##### ENTRIES PROVIDED #####

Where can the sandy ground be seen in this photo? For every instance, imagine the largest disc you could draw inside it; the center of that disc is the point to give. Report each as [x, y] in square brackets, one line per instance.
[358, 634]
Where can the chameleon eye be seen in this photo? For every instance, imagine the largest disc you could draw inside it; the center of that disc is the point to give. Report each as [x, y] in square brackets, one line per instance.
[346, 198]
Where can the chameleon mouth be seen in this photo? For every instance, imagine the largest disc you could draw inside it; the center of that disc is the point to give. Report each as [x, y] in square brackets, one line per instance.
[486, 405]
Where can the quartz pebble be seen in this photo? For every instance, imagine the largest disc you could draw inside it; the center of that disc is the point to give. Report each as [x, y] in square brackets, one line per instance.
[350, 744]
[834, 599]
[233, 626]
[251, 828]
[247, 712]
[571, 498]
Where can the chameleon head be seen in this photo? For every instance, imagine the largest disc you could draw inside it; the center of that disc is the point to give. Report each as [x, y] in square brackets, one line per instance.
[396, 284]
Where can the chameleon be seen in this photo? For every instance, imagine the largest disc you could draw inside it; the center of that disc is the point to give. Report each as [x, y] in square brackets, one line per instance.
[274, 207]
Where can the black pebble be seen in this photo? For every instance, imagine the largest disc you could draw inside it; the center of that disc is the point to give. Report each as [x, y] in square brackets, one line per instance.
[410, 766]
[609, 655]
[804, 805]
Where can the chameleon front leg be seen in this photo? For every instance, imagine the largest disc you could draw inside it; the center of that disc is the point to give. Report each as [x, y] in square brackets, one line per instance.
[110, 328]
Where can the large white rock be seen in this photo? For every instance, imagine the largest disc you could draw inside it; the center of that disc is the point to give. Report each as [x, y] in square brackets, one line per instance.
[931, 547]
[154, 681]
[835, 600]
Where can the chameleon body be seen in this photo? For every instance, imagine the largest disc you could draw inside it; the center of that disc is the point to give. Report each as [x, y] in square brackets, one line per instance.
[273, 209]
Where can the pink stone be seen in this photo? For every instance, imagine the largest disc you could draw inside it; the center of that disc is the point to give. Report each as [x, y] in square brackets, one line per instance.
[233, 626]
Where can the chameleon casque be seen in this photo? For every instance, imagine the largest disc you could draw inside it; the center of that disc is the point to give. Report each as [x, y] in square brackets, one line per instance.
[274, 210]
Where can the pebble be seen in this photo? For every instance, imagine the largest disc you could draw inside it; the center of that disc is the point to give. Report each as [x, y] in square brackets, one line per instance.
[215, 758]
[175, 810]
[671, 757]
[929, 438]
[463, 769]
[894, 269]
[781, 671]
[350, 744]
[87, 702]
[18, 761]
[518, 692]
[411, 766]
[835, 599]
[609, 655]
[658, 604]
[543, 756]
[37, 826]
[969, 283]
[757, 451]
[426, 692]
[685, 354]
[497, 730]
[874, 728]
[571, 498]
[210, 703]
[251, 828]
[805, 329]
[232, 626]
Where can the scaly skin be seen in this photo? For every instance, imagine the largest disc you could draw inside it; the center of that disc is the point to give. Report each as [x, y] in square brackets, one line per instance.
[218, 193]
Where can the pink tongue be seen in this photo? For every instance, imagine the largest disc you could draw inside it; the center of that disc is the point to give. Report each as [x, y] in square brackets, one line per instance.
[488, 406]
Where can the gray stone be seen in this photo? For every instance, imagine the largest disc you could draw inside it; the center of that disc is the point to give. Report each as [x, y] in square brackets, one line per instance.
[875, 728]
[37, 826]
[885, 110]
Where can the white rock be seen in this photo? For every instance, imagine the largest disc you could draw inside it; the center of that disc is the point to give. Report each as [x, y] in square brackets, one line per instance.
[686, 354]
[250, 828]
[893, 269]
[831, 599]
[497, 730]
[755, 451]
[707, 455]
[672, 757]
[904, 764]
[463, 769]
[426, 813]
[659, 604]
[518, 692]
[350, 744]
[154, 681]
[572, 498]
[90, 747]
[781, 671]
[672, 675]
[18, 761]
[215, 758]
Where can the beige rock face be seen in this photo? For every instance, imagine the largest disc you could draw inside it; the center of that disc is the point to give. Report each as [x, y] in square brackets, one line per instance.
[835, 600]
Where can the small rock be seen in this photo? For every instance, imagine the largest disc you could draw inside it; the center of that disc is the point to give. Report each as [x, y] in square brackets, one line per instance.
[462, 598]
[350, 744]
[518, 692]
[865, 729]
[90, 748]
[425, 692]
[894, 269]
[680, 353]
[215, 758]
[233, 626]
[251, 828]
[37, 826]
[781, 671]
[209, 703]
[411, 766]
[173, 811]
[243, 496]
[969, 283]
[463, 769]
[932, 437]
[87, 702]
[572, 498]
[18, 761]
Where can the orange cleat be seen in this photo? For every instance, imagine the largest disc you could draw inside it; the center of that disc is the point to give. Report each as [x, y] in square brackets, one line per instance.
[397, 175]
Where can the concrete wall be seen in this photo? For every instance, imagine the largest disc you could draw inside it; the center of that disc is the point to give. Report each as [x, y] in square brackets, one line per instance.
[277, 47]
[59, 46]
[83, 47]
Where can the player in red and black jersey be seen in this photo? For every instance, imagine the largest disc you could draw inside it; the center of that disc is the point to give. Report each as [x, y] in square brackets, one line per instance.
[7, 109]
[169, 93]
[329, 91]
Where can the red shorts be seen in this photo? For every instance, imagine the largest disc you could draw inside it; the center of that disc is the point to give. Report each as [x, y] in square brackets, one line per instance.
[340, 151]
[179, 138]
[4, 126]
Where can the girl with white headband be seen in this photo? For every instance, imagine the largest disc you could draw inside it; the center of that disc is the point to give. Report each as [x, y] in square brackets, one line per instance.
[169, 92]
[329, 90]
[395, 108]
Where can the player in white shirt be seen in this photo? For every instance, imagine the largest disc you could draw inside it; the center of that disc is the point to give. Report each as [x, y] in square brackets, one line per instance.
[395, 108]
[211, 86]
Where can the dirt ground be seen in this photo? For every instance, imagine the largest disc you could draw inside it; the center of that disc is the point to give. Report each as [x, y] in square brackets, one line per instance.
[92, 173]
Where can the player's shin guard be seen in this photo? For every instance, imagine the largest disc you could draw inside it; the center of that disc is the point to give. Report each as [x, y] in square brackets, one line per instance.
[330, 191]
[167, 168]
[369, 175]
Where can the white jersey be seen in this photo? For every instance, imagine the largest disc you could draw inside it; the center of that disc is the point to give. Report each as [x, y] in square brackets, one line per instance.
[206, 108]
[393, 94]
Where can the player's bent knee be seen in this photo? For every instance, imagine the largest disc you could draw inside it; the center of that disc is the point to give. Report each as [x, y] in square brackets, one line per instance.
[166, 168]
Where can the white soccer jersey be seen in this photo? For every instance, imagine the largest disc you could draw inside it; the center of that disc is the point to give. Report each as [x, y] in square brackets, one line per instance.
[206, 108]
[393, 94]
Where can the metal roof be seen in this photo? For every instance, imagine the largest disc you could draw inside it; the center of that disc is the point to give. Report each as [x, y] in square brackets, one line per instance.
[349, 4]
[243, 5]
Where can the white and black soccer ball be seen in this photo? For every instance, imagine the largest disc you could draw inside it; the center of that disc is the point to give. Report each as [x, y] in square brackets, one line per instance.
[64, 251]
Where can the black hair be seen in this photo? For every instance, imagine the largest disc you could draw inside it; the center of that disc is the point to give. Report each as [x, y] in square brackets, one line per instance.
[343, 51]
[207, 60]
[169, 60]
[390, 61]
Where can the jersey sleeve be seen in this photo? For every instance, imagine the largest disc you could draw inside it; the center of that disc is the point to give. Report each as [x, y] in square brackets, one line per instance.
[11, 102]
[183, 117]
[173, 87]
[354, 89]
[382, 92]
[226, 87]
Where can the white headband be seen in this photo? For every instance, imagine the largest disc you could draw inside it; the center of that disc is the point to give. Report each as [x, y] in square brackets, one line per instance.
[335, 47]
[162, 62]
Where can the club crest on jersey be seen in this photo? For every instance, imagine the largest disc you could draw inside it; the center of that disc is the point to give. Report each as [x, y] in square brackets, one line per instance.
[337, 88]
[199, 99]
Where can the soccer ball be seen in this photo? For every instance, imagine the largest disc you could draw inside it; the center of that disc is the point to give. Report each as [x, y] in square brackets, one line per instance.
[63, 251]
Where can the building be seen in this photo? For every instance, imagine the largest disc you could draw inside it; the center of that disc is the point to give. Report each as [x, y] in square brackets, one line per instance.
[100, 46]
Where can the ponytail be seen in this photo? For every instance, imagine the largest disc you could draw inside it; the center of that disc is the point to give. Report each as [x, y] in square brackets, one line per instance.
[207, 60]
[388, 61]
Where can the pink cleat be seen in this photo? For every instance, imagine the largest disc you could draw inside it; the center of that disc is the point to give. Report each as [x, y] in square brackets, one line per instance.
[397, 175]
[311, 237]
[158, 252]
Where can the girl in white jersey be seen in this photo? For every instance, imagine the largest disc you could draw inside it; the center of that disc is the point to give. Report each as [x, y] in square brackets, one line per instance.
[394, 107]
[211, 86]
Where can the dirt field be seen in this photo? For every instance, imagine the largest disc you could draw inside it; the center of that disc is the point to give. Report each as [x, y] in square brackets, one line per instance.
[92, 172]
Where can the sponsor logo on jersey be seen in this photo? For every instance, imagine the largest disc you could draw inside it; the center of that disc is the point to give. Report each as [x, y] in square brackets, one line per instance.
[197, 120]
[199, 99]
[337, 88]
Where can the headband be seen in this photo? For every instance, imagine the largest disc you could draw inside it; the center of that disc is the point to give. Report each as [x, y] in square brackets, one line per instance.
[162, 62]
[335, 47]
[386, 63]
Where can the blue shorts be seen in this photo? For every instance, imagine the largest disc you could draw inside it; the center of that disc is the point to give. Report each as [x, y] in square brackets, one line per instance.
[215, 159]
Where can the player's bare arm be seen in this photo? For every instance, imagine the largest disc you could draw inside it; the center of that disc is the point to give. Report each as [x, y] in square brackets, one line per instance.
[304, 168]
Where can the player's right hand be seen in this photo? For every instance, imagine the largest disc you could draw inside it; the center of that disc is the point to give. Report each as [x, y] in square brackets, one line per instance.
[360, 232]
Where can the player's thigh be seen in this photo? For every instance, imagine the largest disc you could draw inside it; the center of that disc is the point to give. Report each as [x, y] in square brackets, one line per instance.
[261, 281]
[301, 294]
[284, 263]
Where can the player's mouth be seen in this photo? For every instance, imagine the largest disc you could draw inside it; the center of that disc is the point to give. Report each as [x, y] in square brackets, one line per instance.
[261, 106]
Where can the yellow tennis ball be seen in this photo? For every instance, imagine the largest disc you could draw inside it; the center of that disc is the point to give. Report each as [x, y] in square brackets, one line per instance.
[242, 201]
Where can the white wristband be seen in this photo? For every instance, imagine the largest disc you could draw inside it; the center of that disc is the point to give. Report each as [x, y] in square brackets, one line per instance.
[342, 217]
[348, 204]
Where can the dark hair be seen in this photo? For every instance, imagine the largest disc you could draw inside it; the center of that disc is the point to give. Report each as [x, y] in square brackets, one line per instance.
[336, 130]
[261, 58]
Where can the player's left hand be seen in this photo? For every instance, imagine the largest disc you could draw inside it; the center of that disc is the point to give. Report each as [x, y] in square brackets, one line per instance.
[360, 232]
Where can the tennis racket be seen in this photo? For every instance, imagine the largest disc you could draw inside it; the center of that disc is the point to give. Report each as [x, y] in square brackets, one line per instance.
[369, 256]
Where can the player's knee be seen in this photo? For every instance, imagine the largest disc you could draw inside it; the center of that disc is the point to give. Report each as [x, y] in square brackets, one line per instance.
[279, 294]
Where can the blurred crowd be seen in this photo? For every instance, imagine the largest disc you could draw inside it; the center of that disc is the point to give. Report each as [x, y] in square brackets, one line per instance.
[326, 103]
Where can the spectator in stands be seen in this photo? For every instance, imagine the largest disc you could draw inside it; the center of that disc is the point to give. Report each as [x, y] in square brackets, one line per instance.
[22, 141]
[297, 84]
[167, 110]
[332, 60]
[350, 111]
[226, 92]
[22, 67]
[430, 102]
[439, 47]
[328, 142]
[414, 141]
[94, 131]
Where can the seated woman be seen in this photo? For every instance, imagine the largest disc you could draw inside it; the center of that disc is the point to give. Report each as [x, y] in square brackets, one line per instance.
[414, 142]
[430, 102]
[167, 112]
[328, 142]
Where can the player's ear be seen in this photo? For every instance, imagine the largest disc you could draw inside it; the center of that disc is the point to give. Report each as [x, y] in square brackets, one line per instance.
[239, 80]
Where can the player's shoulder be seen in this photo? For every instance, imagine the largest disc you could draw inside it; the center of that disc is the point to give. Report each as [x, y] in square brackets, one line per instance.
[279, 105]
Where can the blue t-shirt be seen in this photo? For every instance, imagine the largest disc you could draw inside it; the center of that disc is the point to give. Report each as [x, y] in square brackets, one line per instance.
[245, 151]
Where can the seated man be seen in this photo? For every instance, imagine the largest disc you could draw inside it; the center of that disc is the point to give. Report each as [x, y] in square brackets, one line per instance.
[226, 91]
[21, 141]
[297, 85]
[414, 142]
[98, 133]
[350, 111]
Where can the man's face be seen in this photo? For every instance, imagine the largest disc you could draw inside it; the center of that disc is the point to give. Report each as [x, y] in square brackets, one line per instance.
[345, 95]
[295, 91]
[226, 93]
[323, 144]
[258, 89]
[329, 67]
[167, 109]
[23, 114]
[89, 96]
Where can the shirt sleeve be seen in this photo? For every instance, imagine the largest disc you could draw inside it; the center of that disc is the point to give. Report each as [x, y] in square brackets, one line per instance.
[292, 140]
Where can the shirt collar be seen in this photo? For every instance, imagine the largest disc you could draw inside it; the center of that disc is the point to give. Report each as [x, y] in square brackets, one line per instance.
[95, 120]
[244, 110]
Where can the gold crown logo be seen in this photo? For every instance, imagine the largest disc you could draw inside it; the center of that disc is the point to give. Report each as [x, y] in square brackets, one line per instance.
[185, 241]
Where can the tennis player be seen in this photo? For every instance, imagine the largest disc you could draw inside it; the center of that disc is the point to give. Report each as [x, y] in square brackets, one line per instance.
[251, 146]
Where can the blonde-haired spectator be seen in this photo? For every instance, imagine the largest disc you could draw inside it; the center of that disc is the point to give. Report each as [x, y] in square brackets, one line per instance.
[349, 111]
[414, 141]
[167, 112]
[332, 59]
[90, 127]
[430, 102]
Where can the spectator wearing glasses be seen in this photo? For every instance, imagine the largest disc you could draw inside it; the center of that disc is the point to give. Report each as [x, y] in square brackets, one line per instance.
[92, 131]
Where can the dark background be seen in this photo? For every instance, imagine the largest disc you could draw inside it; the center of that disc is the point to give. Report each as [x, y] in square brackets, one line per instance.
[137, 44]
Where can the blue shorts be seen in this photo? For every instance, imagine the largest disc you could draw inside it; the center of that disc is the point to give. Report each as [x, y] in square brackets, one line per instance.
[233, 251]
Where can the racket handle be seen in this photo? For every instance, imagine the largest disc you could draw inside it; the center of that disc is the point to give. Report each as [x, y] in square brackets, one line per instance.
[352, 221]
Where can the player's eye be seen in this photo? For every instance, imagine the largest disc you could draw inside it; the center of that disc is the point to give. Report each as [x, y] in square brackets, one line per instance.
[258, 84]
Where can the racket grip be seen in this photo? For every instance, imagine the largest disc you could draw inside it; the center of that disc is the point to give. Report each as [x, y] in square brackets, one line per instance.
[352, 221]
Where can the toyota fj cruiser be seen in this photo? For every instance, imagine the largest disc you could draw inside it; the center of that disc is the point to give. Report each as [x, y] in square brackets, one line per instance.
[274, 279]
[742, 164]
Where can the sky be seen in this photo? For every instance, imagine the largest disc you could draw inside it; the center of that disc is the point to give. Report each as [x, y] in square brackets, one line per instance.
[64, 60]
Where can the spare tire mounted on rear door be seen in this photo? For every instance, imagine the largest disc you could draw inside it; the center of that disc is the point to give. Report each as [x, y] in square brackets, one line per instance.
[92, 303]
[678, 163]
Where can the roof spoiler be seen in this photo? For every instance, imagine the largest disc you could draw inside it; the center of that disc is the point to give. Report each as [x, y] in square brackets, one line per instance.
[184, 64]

#####

● TASK TO CARRY OUT:
Retype, exactly and only, the lines running from the one with "Where can the sky" through the final line of the listing above.

● WRITTEN RESPONSE:
Where can the sky be seen in this photo? For every instance, imagine the largest disc you could draw inside it; the center of that disc is the point to give. Report each as [x, y] in square brackets, one line per instance.
[64, 60]
Where can the spare tire mounted on rear door be seen in this photo? For every instance, imagine the largest disc you could draw inside it; the center of that disc is the point to give. Report each as [x, y] in square brackets, one line per instance.
[92, 303]
[678, 163]
Where can the roof spoiler be seen in this photo? For every instance, imagine the largest disc you could draw inside it; the center of that disc is the point to give. Report each as [x, y] in square brackets, one line per instance.
[184, 64]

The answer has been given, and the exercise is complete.